» Your instructions
In the records below, find the line with "Instruction for this HIT: find and box each sunshade" and the line with "Instruction for this HIT: find and box each window"; return exactly those lines and every line between them.
= = = =
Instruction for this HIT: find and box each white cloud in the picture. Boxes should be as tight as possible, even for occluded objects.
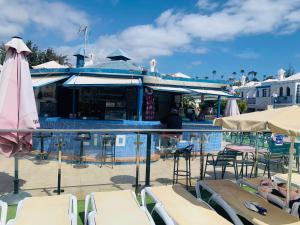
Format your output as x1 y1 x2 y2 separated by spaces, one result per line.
235 49 260 59
191 60 202 66
0 0 89 41
59 0 300 63
196 0 218 11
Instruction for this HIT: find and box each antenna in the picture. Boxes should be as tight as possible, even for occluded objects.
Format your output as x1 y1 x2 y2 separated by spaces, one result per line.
78 25 88 55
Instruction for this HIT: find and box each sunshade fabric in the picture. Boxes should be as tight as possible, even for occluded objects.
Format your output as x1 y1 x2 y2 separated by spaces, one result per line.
190 89 233 97
0 37 39 157
32 76 68 88
32 60 67 69
147 85 191 93
214 106 300 136
64 75 141 86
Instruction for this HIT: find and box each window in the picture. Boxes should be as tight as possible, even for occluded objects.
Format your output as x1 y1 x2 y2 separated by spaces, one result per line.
262 89 268 97
241 91 244 98
279 87 283 96
286 87 291 96
256 89 259 97
297 85 300 96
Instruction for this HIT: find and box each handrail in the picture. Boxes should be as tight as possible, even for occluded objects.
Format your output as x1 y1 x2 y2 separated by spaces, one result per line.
0 128 270 133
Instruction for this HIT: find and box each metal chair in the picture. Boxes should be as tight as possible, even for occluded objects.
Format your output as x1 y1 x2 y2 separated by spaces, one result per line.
204 150 238 180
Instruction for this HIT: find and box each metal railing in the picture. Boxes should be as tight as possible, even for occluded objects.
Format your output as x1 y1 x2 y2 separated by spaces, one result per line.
246 98 256 105
272 96 292 104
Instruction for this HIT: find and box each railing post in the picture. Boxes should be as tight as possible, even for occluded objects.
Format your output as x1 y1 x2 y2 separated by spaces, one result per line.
145 133 151 186
134 133 142 193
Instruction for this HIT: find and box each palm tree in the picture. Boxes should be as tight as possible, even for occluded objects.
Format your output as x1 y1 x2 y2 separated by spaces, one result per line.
221 75 224 80
212 70 216 79
248 71 258 81
204 76 209 80
240 69 245 76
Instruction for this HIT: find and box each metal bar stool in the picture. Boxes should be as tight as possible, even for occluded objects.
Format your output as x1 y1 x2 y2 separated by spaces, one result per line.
172 144 193 189
74 132 91 164
101 134 116 168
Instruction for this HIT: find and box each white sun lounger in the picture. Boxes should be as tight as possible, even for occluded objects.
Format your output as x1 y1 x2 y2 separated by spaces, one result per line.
141 184 232 225
273 173 300 188
84 190 155 225
237 177 287 208
6 194 77 225
197 180 300 225
0 200 7 225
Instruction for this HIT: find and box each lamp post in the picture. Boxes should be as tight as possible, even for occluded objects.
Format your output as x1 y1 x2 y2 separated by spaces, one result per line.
272 93 278 109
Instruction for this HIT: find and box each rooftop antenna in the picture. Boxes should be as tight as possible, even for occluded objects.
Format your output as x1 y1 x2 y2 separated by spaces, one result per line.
78 25 89 55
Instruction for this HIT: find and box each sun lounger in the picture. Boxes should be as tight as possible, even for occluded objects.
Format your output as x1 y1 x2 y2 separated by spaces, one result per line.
141 184 232 225
197 180 300 225
6 194 77 225
84 190 155 225
0 200 7 225
273 173 300 188
238 177 286 208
= = = =
» Solved exercise
Instruction for this HIT: find and box each sunshade fabric in the picture. Boxes should be as tight as possible, even for occluded objects.
Format your output as x1 y1 x2 y2 separated by spaces, one result per line.
190 89 233 97
0 37 39 157
32 76 68 88
32 60 67 69
147 85 191 93
214 106 300 136
64 75 141 86
Instruction for this HIT: find and box each window in the picture. Boxes should be as tight as possible, even for occluded objects.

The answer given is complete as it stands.